+++ INPUT MATERIAL +++

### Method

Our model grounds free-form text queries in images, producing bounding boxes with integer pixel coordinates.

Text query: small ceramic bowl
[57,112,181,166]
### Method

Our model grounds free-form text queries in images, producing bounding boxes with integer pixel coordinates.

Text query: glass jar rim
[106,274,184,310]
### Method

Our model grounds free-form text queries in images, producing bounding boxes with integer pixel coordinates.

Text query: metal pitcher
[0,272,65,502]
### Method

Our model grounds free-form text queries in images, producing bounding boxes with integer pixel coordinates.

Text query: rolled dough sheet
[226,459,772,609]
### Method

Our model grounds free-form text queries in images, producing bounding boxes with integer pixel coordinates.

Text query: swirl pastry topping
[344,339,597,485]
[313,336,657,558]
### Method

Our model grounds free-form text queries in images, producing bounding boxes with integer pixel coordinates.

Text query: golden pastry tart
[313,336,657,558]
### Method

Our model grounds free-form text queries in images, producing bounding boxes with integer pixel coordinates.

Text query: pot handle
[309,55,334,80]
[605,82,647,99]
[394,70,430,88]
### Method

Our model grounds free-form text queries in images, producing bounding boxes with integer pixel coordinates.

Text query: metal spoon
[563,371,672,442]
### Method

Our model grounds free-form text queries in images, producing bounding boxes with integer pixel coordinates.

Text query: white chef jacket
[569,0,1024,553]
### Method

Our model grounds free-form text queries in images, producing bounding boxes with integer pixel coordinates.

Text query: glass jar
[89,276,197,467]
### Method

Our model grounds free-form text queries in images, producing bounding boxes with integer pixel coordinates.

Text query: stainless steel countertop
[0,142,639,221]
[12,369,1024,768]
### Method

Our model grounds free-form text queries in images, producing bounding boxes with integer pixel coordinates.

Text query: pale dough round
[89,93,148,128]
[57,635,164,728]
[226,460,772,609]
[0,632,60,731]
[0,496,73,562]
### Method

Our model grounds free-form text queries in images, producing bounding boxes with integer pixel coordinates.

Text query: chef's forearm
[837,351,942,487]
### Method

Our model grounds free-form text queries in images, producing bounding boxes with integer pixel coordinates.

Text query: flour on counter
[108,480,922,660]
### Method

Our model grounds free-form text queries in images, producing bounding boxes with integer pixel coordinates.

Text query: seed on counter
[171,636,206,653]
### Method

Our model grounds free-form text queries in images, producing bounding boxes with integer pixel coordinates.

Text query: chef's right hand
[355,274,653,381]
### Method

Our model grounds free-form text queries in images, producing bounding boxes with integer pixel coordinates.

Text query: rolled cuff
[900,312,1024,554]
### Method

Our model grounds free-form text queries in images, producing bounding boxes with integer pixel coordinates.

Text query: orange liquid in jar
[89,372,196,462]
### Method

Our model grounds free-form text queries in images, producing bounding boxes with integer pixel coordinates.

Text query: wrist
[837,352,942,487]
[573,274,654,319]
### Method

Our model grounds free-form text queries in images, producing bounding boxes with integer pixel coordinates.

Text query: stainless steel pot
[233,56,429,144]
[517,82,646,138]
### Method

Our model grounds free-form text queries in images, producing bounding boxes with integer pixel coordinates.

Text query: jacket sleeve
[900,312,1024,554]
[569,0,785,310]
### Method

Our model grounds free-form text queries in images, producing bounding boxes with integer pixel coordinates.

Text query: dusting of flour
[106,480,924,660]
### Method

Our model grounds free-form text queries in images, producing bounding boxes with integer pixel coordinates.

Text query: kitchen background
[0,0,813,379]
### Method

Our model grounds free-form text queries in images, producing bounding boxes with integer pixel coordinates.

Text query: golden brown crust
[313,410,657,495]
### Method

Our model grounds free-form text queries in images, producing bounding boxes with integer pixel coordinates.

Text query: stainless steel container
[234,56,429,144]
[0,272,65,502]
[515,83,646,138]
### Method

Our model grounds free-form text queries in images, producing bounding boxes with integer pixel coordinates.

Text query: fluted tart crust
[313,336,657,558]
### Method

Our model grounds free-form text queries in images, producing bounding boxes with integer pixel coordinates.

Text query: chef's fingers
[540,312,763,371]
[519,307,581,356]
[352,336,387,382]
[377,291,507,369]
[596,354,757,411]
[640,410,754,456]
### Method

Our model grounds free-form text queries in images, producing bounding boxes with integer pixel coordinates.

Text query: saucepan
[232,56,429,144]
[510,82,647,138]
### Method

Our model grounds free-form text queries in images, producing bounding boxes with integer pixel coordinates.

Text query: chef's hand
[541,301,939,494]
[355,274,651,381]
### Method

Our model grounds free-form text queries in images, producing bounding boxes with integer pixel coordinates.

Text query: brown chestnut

+++
+++ INPUT MATERIAL +++

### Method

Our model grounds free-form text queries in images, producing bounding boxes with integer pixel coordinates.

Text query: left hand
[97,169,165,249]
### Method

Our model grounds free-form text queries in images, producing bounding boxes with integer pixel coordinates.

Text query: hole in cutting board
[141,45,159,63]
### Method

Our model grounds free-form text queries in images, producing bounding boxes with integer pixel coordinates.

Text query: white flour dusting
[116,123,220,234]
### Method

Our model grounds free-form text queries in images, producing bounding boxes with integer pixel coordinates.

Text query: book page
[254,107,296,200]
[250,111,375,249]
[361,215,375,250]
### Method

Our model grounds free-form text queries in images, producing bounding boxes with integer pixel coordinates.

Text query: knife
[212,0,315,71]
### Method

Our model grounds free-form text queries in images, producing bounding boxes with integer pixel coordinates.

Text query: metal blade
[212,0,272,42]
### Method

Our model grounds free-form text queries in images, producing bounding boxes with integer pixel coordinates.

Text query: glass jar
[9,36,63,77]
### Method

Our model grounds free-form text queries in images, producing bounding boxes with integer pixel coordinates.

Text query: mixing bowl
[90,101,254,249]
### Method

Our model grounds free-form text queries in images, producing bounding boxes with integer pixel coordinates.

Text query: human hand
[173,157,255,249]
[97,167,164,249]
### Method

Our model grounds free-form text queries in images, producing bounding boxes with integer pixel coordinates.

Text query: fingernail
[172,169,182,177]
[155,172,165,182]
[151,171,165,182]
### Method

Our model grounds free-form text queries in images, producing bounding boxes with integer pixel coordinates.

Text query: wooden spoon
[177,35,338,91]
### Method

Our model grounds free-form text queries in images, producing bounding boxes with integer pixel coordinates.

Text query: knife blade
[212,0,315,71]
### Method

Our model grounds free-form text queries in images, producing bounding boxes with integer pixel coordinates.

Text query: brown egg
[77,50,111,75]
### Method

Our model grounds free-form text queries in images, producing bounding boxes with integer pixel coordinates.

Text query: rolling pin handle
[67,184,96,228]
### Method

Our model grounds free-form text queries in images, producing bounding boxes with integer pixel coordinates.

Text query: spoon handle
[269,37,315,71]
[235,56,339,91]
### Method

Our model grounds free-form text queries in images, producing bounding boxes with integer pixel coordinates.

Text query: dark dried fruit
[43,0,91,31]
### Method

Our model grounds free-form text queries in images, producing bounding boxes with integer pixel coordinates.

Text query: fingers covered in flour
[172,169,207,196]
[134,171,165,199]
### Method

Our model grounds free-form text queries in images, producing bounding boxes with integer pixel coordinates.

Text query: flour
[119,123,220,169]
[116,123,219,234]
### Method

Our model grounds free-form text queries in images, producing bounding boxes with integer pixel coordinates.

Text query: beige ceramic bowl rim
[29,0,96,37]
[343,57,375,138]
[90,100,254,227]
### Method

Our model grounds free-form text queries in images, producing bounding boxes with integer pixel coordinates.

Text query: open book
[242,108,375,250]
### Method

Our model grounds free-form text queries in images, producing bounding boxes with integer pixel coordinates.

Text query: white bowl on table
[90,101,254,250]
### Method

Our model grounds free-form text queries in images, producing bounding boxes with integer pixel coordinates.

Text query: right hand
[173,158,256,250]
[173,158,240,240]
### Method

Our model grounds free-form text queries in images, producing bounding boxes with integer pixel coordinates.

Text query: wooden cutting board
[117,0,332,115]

+++

DIRECTIONS: Locate each line of the listing above that contains the string "board", and copy those lines in full. Matching is case-sensitive.

ANSWER TO THIS TASK:
Text query: hole in cutting board
Text query: wooden cutting board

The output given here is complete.